** Excerto para ler **
****
Nos ultimos dias tem chuvido mais nos grupos ocidental e central do que para aqui. No entanto ontem foi um dia de chuva, principalmente durante a tarde.

Ao que parece por cá o verão foi-se, no entanto mantem-se o tempo quente


----------



## Gerofil (10 Set 2007 às 15:42)

Esttremoz: Céu muito carregado, com algumas abertas. Possibilidade de estarem a ocorrer aguaceiros dispersos a Sul e a Sueste. Temperatura de 28 ºC e pressão atmosférica nos 1015hPa.


----------



## Fil (10 Set 2007 às 16:02)

Aproveitem a animação aí para baixo  Dava jeito o radar do IM agora.

Aqui monotonia total, tempo seco e soleado. Temperatura actual de 26,2ºC (máxima momentânea) e pressão de 1015 hPa. A minha estação está a dar mal a humidade devido a uns problemas no fim de semana, não passa dos 20%. A mínima hoje foi de 13,5ºC.
****
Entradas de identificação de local
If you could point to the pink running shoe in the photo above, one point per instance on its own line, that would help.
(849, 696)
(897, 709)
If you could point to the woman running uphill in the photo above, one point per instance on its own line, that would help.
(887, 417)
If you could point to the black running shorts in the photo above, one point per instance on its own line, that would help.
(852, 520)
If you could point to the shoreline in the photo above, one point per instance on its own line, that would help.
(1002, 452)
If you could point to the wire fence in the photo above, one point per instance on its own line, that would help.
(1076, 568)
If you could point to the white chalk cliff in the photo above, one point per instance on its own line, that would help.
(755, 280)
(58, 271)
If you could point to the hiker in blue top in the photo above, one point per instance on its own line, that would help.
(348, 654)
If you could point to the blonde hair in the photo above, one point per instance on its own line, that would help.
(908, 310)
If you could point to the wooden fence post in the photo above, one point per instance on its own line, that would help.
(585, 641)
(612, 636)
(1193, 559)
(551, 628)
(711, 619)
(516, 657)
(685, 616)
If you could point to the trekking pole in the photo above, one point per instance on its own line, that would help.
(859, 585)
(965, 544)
****
** Requisitos do exercício **
a: Como resumiria em duas frases o excerto sobre o estado do tempo?
b: Devolva, sem alterações, o trecho do excerto que abre com as palavras "Nos ultimos dias" e fecha com "durante a tarde.".

** Respostas corretas **
a: Nos últimos dias choveu mais nos grupos ocidental e central, e, embora o verão pareça ter acabado, o tempo continua quente; Gerofil relata céu muito carregado, com possíveis aguaceiros dispersos a sul e a sueste, 28 ºC e 1015 hPa. Fil descreve tempo seco e soleado, com 26,2 ºC, pressão de 1015 hPa e mínima de 13,5 ºC.

b:
Nos ultimos dias tem chuvido mais nos grupos ocidental e central do que para aqui. No entanto ontem foi um dia de chuva, principalmente durante a tarde.